Pull out each line of the data below that contains the word "every".

--- --- ---

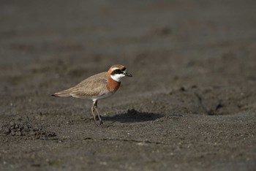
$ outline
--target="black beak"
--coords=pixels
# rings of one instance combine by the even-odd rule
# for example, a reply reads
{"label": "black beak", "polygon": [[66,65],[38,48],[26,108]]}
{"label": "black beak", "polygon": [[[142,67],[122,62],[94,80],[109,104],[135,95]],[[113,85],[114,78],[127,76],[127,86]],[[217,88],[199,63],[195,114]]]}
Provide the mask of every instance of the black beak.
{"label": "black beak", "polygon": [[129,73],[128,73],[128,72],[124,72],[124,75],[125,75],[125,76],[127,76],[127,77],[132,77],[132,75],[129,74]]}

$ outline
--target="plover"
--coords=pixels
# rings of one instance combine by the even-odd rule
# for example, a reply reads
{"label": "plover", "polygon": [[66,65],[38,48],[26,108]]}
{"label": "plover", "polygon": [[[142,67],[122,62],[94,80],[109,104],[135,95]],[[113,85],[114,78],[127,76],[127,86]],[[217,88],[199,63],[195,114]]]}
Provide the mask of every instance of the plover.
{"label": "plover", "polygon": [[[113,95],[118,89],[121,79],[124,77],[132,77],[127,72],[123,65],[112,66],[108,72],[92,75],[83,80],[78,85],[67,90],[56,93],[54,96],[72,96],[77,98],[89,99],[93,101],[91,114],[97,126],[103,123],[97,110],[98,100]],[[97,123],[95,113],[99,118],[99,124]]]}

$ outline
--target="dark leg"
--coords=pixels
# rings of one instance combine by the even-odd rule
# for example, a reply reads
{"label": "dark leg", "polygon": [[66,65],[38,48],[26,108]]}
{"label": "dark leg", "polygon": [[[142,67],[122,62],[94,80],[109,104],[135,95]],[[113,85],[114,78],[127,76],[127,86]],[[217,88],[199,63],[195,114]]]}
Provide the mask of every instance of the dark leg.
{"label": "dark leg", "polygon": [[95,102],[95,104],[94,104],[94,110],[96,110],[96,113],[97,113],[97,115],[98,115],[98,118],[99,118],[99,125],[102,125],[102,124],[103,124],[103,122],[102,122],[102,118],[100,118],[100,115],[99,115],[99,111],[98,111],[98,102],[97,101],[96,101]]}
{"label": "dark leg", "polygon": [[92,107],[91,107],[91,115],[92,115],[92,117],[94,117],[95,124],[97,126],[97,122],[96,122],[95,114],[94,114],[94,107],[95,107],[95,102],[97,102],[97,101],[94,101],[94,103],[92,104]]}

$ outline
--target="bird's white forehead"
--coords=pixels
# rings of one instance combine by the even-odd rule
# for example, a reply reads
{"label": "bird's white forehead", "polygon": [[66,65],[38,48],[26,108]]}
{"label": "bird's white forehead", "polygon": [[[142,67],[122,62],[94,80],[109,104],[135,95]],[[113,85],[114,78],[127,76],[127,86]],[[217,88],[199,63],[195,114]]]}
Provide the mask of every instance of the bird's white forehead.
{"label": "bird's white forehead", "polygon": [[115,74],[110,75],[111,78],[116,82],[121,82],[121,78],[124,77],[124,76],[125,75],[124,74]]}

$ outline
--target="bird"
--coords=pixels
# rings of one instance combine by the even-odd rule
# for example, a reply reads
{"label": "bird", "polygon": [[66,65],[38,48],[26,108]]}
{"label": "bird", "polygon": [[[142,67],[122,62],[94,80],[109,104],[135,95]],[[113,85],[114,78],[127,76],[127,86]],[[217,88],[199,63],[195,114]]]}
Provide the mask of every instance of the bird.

--- --- ---

**SOLUTION**
Provide the mask of every instance of the black beak.
Provide the mask of every instance of the plover.
Provide the mask of every instance of the dark leg.
Provide the mask of every instance of the bird's white forehead.
Provide the mask of every instance of the bird.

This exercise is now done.